An arbitral award was recently challenged in the English High Court (the Court) in K v P  EWHC 589 (Comm). In a rare example of a successful challenge under s68 of the Arbitration Act 1996, the Court held that (i) the tribunal had failed to deal with an issue put to it, and (ii) the Claimants had been denied the opportunity properly to present their case. The Court remitted the award back to the tribunal, notwithstanding its review of the tribunal’s handling of the case and criticism of the two years taken to hand down its award.
The arbitration concerned a Master Share Purchase Agreement (MSPA) by which the Respondents (the Sellers) had sold to the Claimants (the Buyers) the shares in two companies with agricultural interests and property in Ukraine.
The purchase price under the MSPA contained a price adjustment provision which depended on (a) the quantity of “Qualifying Land Leases” (QLLs) as defined in the MSPA at five “check-point” dates, and (b) the true state of indebtedness of the companies at 180 days following completion. The parties disputed the proper adjustment to the purchase price based on QLLs. The Buyers also brought claims under the MSPA for breach of warranty and an indemnity arising from undisclosed matters relating to the companies’ indebtedness and assets, including a silo in disrepair (the Silo).
Following extensive written submissions and oral hearings, the arbitration proceedings closed in February 2016. The tribunal issued its award two years later in February 2018.
The Buyers challenged the award on the grounds of serious irregularity under section 68 of the Arbitration Act 1996 (the Act).
Failure to deal with issues (section 68(2)(d))
The Buyers argued that the tribunal had failed to deal with issues put to it, constituting “serious irregularity” under section 68 of the Act.
Under the MSPA, in order for a claim for breach of warranty or an indemnity to succeed, the resulting loss must have been “actually incurred and paid out“. An issue in dispute in the arbitration was whether the requirement of “payment out” could be satisfied by the payment of the purchase price itself by the Buyers, or whether other payments or losses were required.
In its award, the tribunal had dismissed the Buyers’ warranty claims, holding that the normal basis of damages for breach of warranty was the difference between the value of the item as warranted and its actual value. It also held that, since the parties had expressly required “payment out” in the contract, it was therefore necessary for the Buyers to have made payment in respect of any claim in order to make recovery. However, the award did not expressly address the argument made by the Buyers that payment of the purchase price itself under the MSPA might constitute “payment out”.

Recorded data
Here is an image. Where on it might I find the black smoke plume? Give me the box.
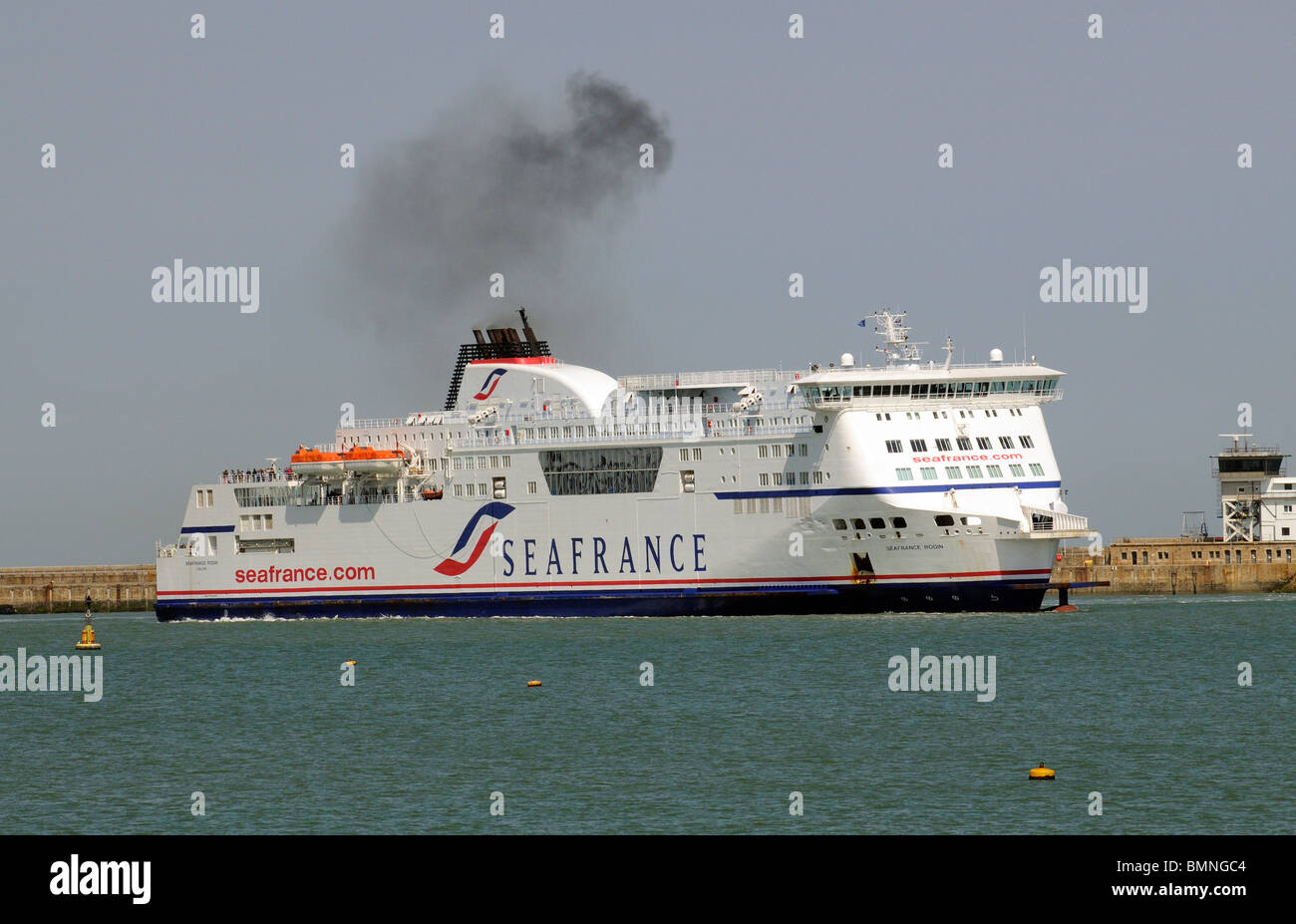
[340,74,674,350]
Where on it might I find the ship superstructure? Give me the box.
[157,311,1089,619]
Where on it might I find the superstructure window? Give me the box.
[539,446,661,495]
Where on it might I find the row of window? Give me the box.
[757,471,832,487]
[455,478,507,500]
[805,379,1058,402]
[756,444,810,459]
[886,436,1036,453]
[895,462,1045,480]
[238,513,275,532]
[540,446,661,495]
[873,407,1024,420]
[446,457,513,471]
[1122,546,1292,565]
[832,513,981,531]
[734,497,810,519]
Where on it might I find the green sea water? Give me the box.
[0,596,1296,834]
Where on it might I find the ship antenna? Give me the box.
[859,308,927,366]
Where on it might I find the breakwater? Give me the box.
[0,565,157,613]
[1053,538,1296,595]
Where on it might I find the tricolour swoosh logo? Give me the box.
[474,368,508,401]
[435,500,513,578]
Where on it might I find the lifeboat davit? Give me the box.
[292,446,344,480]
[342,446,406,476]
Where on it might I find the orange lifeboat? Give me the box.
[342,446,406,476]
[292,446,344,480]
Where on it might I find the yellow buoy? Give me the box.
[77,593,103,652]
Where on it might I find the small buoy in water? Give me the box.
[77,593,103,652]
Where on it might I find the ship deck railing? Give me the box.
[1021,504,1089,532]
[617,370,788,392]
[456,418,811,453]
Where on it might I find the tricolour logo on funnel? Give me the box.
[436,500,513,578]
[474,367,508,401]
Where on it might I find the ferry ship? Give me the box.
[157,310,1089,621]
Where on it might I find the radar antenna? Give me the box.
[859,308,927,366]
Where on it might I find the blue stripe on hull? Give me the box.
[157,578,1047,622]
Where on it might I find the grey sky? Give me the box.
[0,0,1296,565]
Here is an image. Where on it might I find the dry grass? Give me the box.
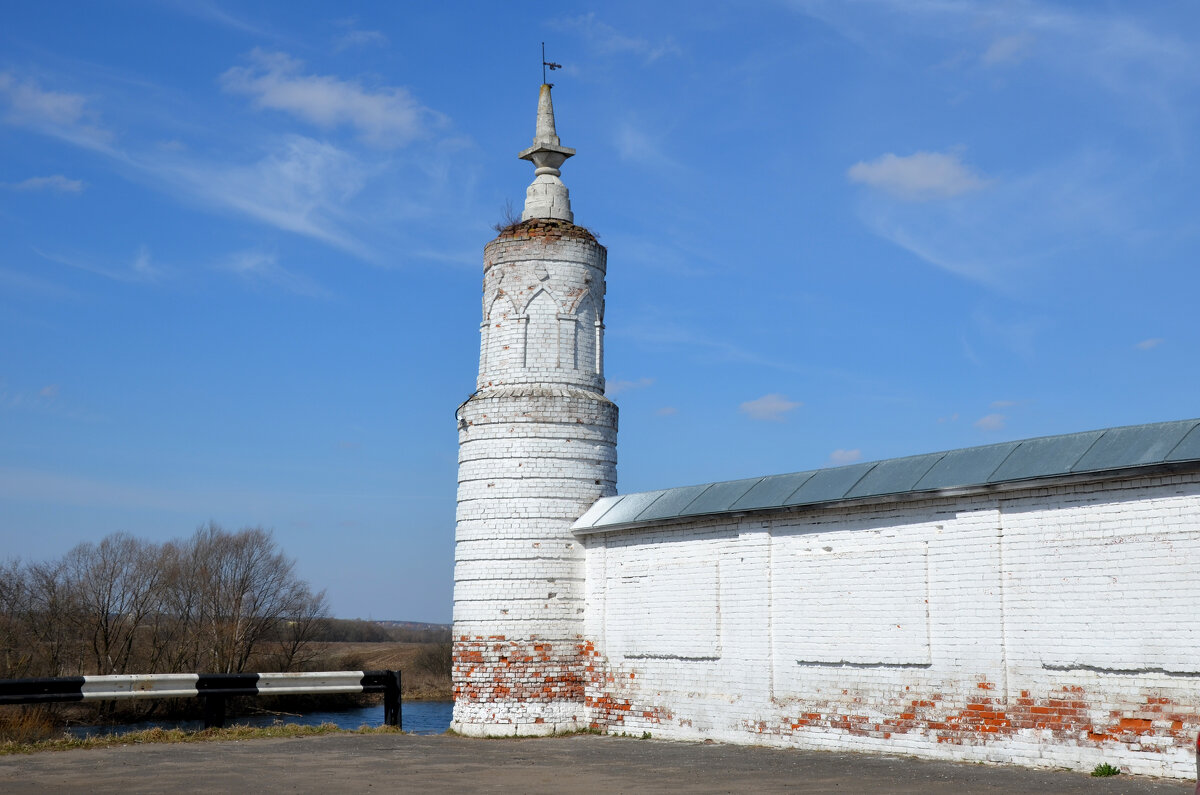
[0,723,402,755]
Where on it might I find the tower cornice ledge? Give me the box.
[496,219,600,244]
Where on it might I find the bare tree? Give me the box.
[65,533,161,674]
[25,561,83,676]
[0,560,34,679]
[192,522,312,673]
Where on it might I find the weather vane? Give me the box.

■ REQUIREMENTS:
- A) Rewrite the rows of the recorded data, requests included, from the first row up to and including the line with "[539,446,661,495]", moving every bounding-box coordinate in the answers by -54 and leaving out the pictures.
- B) Extend the summary of the High Court challenge to the arbitral award in K v P from the point where it stops.

■ REPLIES:
- A)
Here is an image. Where on it might I find the black smoke plume? Give me the box.
[286,20,620,296]
Where on it might I find the ship superstructure? Give me the box.
[103,257,1035,565]
Where on it might I find the superstructure window? Give me the box.
[485,392,607,441]

- B)
Before the Court, the Sellers argued that the tribunal had implicitly determined this issue by holding that there could be no breach of warranty where the Buyers had not made any payment in relation to the claims. However, the Court disagreed. It would undoubtedly have constituted a failure to deal with an issue had the tribunal not determined whether a “payment out” was required at all. Having determined this, the tribunal should also have decided whether the requirement could be met by reference to the MSPA purchase price itself.
Consequently, the Court held that the tribunal had failed to deal with this issue and, since it might have come to a different conclusion had it done so, its failure constituted a serious irregularity causing substantial injustice. The judge remitted the issue back to the tribunal for reconsideration.
Buyers denied opportunity properly to present their case (sections 68(2)(a) and (c))
The Buyers also argued serious irregularity under sections 68(2)(a) and 68(2)(c) on the basis that they had been denied the opportunity properly to present their case.
During the arbitration hearing the Sellers had been allowed to put forward a new, higher figure for QLLs based on new evidence only adduced during the hearing. The tribunal eventually agreed with this argument in its award.
The Court held that the tribunal’s decision to allow the Sellers’ new case to be argued could not constitute a serious irregularity. The Buyers had had the opportunity to address the new case both during the hearing and in their post-hearing submissions. Furthermore, the Buyers had not applied to the tribunal to adduce their own responsive evidence, and the only arguments they had made relating to the admissibility of the evidence raised by the Sellers went towards the weight of evidence, not its exclusion.
Silo issue and Net Debt issue
The Buyers made two further arguments under section 68(2)(a) and (c).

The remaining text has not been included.